* **Problem details**:
Can you turn every line of the records below into a Markdown table with the columns Row and Text, numbering the rows in order and leaving out blank lines?
-- START Dataset records --
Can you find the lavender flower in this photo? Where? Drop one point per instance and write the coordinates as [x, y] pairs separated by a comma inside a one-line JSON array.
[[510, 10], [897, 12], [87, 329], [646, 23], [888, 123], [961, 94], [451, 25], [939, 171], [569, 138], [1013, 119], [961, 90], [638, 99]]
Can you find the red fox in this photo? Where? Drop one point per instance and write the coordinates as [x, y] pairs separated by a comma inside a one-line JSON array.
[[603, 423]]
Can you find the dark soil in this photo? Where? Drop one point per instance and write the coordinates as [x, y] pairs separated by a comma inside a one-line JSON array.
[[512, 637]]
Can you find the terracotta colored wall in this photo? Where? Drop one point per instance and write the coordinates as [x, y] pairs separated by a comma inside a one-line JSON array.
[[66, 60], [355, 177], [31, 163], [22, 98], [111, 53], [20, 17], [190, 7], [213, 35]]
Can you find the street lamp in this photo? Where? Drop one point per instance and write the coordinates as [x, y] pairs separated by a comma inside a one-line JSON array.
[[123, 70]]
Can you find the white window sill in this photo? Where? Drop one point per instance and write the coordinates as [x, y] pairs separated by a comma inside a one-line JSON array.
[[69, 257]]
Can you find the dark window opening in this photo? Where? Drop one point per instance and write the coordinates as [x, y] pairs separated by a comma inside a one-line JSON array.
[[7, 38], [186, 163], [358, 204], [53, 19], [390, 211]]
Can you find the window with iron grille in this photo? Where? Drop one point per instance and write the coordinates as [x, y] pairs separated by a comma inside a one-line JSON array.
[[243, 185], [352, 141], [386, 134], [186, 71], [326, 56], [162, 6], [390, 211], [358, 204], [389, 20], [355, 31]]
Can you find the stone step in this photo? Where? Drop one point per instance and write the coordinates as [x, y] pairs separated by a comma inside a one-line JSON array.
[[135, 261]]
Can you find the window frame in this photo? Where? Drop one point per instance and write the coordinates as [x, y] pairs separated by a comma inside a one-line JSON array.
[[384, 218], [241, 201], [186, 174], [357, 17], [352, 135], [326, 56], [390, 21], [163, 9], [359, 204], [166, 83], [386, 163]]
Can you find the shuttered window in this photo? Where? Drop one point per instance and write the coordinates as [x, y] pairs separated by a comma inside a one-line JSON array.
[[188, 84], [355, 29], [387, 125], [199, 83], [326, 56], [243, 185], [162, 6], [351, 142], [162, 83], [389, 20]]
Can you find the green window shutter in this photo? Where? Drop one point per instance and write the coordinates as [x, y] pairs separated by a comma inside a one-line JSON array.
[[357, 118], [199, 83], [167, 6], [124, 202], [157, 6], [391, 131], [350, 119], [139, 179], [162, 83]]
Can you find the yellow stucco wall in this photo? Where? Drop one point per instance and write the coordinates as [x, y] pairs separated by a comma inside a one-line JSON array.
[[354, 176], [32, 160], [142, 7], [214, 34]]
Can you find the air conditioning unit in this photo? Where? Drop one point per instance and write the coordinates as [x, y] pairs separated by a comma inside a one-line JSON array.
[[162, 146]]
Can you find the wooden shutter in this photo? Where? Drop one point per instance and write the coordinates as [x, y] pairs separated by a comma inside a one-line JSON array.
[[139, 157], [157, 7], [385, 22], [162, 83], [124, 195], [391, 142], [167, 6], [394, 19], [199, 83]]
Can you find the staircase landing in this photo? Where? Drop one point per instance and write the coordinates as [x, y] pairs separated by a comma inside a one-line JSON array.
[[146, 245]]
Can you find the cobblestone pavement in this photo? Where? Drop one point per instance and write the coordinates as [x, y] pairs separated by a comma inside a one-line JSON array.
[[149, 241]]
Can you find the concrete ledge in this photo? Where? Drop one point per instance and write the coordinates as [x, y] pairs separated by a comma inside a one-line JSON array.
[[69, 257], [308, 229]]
-- END Dataset records --
* **Response to this task**:
| Row | Text |
|---|---|
| 1 | Can you find the lavender flower in this photo? Where? Drop one point per instance and write the coordinates as [x, y] pairs separated by a comma inside a one-line JSON array. |
| 2 | [[510, 10], [897, 12], [87, 329], [646, 23], [888, 123], [961, 94], [451, 25], [939, 171], [569, 138], [1013, 119], [961, 90], [638, 99]] |
| 3 | Can you find the red fox in this photo? Where? Drop one point per instance and write the coordinates as [x, y] pairs separated by a comma inside a one-line JSON array. |
| 4 | [[603, 423]] |
| 5 | Can you find the dark soil in this photo? Where? Drop one point per instance and write the coordinates as [x, y] pairs separated by a comma inside a one-line JSON array. |
| 6 | [[512, 637]] |
| 7 | Can you find the terracotta colored wall in this photo? Where? Drop one point per instance and write the coordinates as [x, y] pairs separated by a comma inside a one-line JSON array. |
| 8 | [[66, 60], [355, 177], [31, 163], [22, 98], [111, 53], [20, 17], [190, 7], [213, 35]] |
| 9 | Can you find the street lamp in this photo? Where? Drop one point per instance and write the coordinates as [x, y] pairs separated by a comma inside a one-line JSON array. |
| 10 | [[123, 70]] |
| 11 | Can you find the white window sill in this photo? Where? Drop one point per instance and write the coordinates as [x, y] pairs separated by a comma inside a one-line JSON array. |
| 12 | [[69, 257]] |
| 13 | Can you find the dark window opening in this photo? Where? Drop one point per instance and write the coordinates as [x, y] pairs separated by a comma inside a one-line JSON array. |
| 14 | [[7, 38], [186, 163], [358, 204], [53, 19], [390, 211]] |
| 15 | Can you find the window with iron grille in this photo? Where? Drop one point per instance and write the coordinates as [x, y] pairs separated by a comma inside a one-line JSON array. |
| 16 | [[243, 185], [352, 141], [386, 134], [186, 71], [326, 56], [162, 6], [390, 211], [358, 204], [389, 20], [355, 31]] |
| 17 | Can you find the stone step in this photo? Where? Drop one point per instance and write the coordinates as [x, y] pairs separated by a comma inside a one-line JSON array. |
| 18 | [[135, 261]] |
| 19 | Can you find the window frame in this photo? Where? Drop one point per instance and write the coordinates as [x, y] pairs separated by a comma inside a one-line JSON array. |
| 20 | [[384, 218], [241, 201], [186, 174], [357, 17], [352, 135], [326, 56], [390, 21], [163, 9], [359, 204], [166, 83], [386, 163]] |
| 21 | Can you find the shuttered window in this photo? Where? Drop one point per instance and write the coordinates as [x, y] pairs separated by a comma inside a one-line JSON array. |
| 22 | [[188, 84], [355, 29], [387, 125], [199, 83], [326, 56], [243, 185], [162, 6], [351, 142], [162, 83], [389, 20]] |
| 23 | Can you find the green window shutter in this photo? Where? Drop one point per instance and write the coordinates as [x, y] pairs separated by a comma inside a one-line JSON array. |
| 24 | [[357, 118], [199, 83], [167, 6], [124, 202], [157, 6], [391, 131], [350, 119], [139, 179], [162, 83]] |
| 25 | Can you find the yellow stucco wall in this photo? Where? Drop one point per instance and write the coordinates as [x, y] pairs separated by a comma inside a one-line JSON array. |
| 26 | [[354, 176], [32, 160], [142, 7], [214, 34]] |
| 27 | Can you find the air conditioning unit in this photo? Where? Drop one point per instance and write the coordinates as [x, y] pairs separated by a comma inside a one-line JSON array. |
| 28 | [[162, 146]] |
| 29 | Can you find the wooden shutter in this photo? Where? Drop one point per instance and write the coordinates as [x, y] pairs separated by a comma inside a one-line JSON array. |
| 30 | [[139, 157], [157, 7], [385, 22], [162, 83], [124, 195], [391, 142], [167, 6], [394, 19], [199, 83]] |
| 31 | Can you find the staircase landing in this photo? Where? Drop one point per instance and write the coordinates as [x, y] pairs separated by a comma inside a one-line JSON array. |
| 32 | [[146, 245]] |
| 33 | Can you find the cobblestone pavement in this photo? Where? Drop one point per instance and write the coordinates as [x, y] pairs separated by a comma inside a one-line JSON array. |
| 34 | [[149, 241]] |
| 35 | Can you find the concrete ledge in this photo? Where? Drop one point per instance and write the coordinates as [x, y] pairs separated by a comma inside a one-line JSON array. |
| 36 | [[69, 257], [308, 229]] |